Start Data shown

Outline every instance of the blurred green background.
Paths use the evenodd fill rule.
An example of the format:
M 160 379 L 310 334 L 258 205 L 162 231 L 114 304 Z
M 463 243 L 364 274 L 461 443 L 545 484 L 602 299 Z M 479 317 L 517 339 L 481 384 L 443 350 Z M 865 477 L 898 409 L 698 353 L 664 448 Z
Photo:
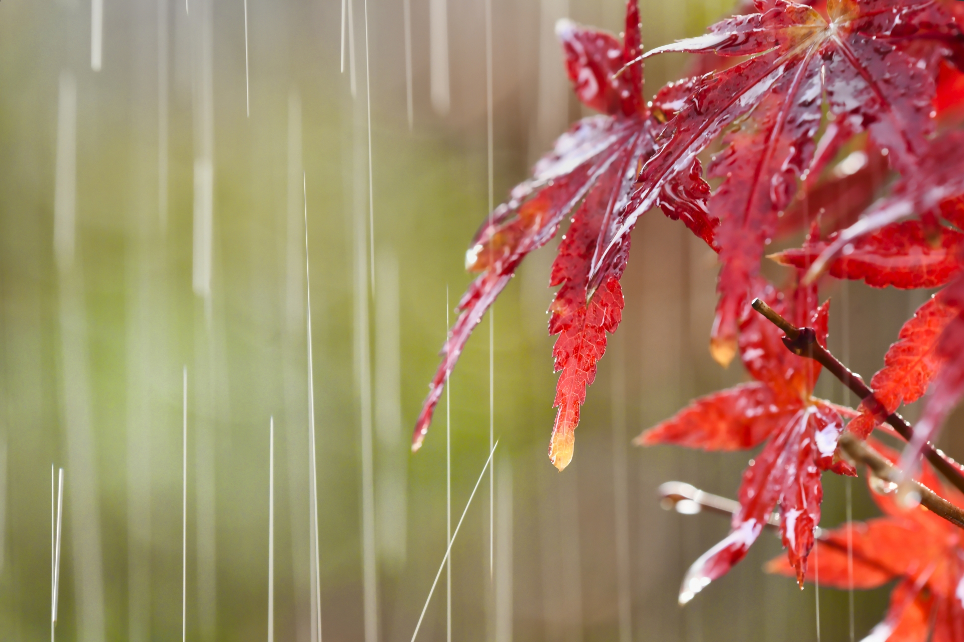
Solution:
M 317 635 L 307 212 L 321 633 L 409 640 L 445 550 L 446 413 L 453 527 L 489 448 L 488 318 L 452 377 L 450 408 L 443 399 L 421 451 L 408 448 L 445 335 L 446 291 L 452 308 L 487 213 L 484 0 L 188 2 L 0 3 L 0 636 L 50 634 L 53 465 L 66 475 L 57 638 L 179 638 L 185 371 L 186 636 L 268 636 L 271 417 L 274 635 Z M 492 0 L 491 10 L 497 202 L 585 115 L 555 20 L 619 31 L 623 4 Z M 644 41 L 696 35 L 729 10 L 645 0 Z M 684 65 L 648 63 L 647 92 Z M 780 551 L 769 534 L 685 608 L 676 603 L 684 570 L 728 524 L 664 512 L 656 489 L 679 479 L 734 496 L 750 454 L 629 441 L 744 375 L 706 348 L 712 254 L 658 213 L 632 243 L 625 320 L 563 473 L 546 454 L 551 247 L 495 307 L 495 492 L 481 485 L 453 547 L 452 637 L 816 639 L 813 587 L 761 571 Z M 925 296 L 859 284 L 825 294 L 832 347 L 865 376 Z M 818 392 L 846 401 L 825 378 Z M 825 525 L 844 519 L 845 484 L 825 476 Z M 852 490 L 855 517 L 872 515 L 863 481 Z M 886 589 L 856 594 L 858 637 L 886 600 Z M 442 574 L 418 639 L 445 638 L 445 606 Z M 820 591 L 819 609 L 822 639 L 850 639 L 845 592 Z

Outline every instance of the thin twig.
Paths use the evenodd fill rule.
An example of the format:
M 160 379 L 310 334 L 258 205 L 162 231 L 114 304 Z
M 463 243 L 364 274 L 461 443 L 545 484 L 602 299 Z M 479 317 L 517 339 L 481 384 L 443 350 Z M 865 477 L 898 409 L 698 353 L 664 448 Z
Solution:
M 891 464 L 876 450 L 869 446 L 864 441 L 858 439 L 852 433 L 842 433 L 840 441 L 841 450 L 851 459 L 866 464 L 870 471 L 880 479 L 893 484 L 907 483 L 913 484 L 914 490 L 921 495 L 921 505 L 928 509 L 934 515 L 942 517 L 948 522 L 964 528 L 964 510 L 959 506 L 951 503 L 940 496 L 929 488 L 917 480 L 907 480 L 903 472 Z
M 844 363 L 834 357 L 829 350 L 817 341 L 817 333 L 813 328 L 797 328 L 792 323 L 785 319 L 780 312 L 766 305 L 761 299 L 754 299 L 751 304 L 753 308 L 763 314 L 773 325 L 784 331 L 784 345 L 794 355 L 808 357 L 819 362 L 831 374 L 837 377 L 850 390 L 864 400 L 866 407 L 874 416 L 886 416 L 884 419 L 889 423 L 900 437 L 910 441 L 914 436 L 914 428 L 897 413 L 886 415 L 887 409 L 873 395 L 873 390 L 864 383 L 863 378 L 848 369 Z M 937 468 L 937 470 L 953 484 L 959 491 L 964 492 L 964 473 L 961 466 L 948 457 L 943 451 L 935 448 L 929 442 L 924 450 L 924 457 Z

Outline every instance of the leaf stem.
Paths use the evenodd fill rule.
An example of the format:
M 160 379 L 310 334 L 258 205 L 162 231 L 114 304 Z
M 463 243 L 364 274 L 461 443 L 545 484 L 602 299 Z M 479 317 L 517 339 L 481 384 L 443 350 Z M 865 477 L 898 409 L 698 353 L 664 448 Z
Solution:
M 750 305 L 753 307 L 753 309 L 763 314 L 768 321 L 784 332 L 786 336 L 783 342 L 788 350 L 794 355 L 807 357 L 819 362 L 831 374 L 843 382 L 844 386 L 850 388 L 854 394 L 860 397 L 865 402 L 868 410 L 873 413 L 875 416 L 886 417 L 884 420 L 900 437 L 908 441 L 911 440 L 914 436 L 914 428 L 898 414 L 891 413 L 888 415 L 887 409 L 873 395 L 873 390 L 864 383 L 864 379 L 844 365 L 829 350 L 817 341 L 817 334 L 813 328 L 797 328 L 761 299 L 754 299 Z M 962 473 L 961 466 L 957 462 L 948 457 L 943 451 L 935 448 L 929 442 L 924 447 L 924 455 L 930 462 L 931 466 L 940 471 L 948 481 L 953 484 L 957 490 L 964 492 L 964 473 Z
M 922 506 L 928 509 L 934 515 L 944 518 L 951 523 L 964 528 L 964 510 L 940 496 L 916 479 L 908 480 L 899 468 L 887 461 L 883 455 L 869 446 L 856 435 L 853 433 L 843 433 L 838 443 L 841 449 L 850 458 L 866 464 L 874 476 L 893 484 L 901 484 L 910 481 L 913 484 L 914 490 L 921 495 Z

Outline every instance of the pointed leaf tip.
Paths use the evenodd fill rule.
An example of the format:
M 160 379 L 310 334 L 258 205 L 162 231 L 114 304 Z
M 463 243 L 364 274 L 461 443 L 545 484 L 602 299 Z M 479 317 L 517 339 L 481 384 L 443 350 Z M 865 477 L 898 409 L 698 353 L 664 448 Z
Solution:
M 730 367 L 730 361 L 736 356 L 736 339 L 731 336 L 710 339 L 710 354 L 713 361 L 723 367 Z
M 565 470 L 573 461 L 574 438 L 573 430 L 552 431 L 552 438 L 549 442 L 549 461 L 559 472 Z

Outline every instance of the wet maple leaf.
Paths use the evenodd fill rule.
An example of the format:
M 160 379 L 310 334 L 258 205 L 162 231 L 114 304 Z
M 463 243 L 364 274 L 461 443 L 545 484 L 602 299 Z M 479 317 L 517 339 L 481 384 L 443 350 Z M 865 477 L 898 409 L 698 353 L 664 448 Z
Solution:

End Data shown

- **Problem requirements**
Reproduce every item above line for line, with no changes. Leave out the pictures.

- **Written solution**
Outline every instance of the blurred green background.
Paths use the evenodd fill rule.
An example of the format:
M 160 379 L 310 334 L 258 205 L 162 231 L 114 304 Z
M 463 243 L 364 274 L 461 443 L 545 484 L 602 299 Z M 479 317 L 517 339 L 481 384 L 443 350 Z M 865 477 L 898 409 L 698 353 L 664 448 Z
Photo:
Solution:
M 317 635 L 307 212 L 321 633 L 409 640 L 445 550 L 446 413 L 453 527 L 489 448 L 488 318 L 452 377 L 450 408 L 443 399 L 421 451 L 408 448 L 445 335 L 446 291 L 452 308 L 487 213 L 484 0 L 188 2 L 0 3 L 0 636 L 50 634 L 53 465 L 66 475 L 57 638 L 179 638 L 185 371 L 186 636 L 268 636 L 271 417 L 274 635 Z M 492 0 L 491 10 L 497 202 L 585 115 L 555 20 L 619 31 L 623 4 Z M 644 41 L 696 35 L 729 10 L 645 0 Z M 684 65 L 648 63 L 647 92 Z M 780 551 L 769 534 L 685 608 L 676 603 L 684 570 L 728 524 L 664 512 L 656 489 L 679 479 L 734 496 L 750 454 L 629 441 L 744 375 L 706 348 L 712 254 L 658 213 L 632 243 L 625 320 L 563 473 L 546 454 L 551 247 L 495 307 L 495 492 L 481 485 L 453 547 L 452 637 L 816 639 L 813 587 L 761 571 Z M 925 296 L 859 284 L 825 294 L 832 347 L 865 376 Z M 818 392 L 846 401 L 825 378 Z M 825 525 L 844 519 L 845 484 L 825 476 Z M 852 490 L 855 517 L 872 515 L 863 481 Z M 886 589 L 856 594 L 858 637 L 886 600 Z M 442 574 L 418 639 L 445 638 L 445 606 Z M 820 591 L 819 609 L 822 639 L 850 639 L 845 592 Z

Outline every instance of the thin twig.
Paths use the evenodd fill rule.
An example of the format:
M 160 379 L 310 334 L 258 205 L 162 231 L 114 304 Z
M 463 243 L 364 274 L 461 443 L 545 484 L 602 299 Z M 479 317 L 517 339 L 481 384 L 443 350 Z M 865 477 L 898 409 L 698 353 L 664 448 Z
Solution:
M 891 464 L 876 450 L 869 446 L 864 441 L 858 439 L 852 433 L 842 433 L 840 441 L 841 450 L 851 459 L 866 464 L 870 471 L 880 479 L 893 484 L 907 483 L 913 484 L 914 490 L 921 495 L 921 505 L 928 509 L 934 515 L 942 517 L 948 522 L 964 528 L 964 510 L 959 506 L 951 503 L 940 496 L 929 488 L 917 480 L 907 480 L 903 472 Z
M 844 363 L 834 357 L 829 350 L 817 341 L 817 333 L 813 328 L 797 328 L 792 323 L 785 319 L 780 312 L 766 305 L 761 299 L 754 299 L 751 304 L 753 308 L 763 314 L 773 325 L 784 331 L 784 345 L 794 355 L 808 357 L 819 362 L 831 374 L 837 377 L 850 390 L 864 400 L 866 407 L 874 416 L 886 416 L 884 419 L 889 423 L 900 437 L 910 441 L 914 436 L 914 428 L 897 413 L 886 415 L 887 409 L 873 395 L 873 390 L 864 383 L 863 378 L 848 369 Z M 937 468 L 937 470 L 953 484 L 959 491 L 964 492 L 964 473 L 961 466 L 948 457 L 943 451 L 935 448 L 929 442 L 924 450 L 924 457 Z

Outline every instance of the leaf stem.
Paths use the evenodd fill rule.
An example of the format:
M 160 379 L 310 334 L 258 205 L 162 231 L 114 304 Z
M 463 243 L 364 274 L 461 443 L 545 484 L 602 299 Z M 479 317 L 517 339 L 481 384 L 443 350 Z M 865 477 L 898 409 L 698 353 L 664 448 Z
Solution:
M 750 305 L 753 307 L 753 309 L 763 314 L 768 321 L 784 332 L 786 336 L 783 342 L 788 350 L 794 355 L 807 357 L 819 362 L 831 374 L 843 382 L 844 386 L 850 388 L 854 394 L 860 397 L 865 402 L 868 410 L 873 413 L 875 416 L 886 417 L 884 420 L 900 437 L 908 441 L 911 440 L 914 436 L 914 428 L 898 414 L 891 413 L 888 415 L 887 409 L 873 395 L 873 390 L 864 383 L 864 379 L 844 365 L 829 350 L 817 341 L 817 334 L 813 328 L 797 328 L 761 299 L 754 299 Z M 962 473 L 961 466 L 957 462 L 948 457 L 943 451 L 935 448 L 929 442 L 924 447 L 924 455 L 930 462 L 931 466 L 940 471 L 948 481 L 953 484 L 957 490 L 964 492 L 964 473 Z
M 922 506 L 928 509 L 934 515 L 944 518 L 951 523 L 964 528 L 964 510 L 940 496 L 916 479 L 908 480 L 899 468 L 887 461 L 883 455 L 869 446 L 856 435 L 853 433 L 843 433 L 838 443 L 841 449 L 850 458 L 866 464 L 874 476 L 893 484 L 901 484 L 910 481 L 913 484 L 914 490 L 921 495 Z

Outline every instance of the pointed leaf tip.
Paths use the evenodd fill rule.
An example of the format:
M 160 379 L 310 334 L 258 205 L 162 231 L 114 304 Z
M 463 243 L 364 274 L 461 443 L 545 484 L 602 299 Z M 479 317 L 517 339 L 481 384 L 443 350 Z M 865 477 L 898 409 L 698 353 L 664 448 Z
Solution:
M 730 367 L 730 361 L 736 356 L 736 339 L 731 336 L 710 339 L 710 354 L 713 361 L 723 367 Z
M 565 470 L 573 461 L 574 438 L 573 430 L 552 431 L 552 438 L 549 442 L 549 461 L 559 472 Z

Outline every instance of the wet maple leaf.
Paths use the evenodd fill rule.
An example of the format:
M 160 379 L 310 334 L 258 205 L 162 231 L 114 304 Z
M 463 243 L 364 274 L 461 443 L 545 484 L 602 299 Z M 479 317 L 517 339 L 481 384 L 443 350 Z M 865 477 L 898 409 L 698 353 L 664 448 Z
Solution:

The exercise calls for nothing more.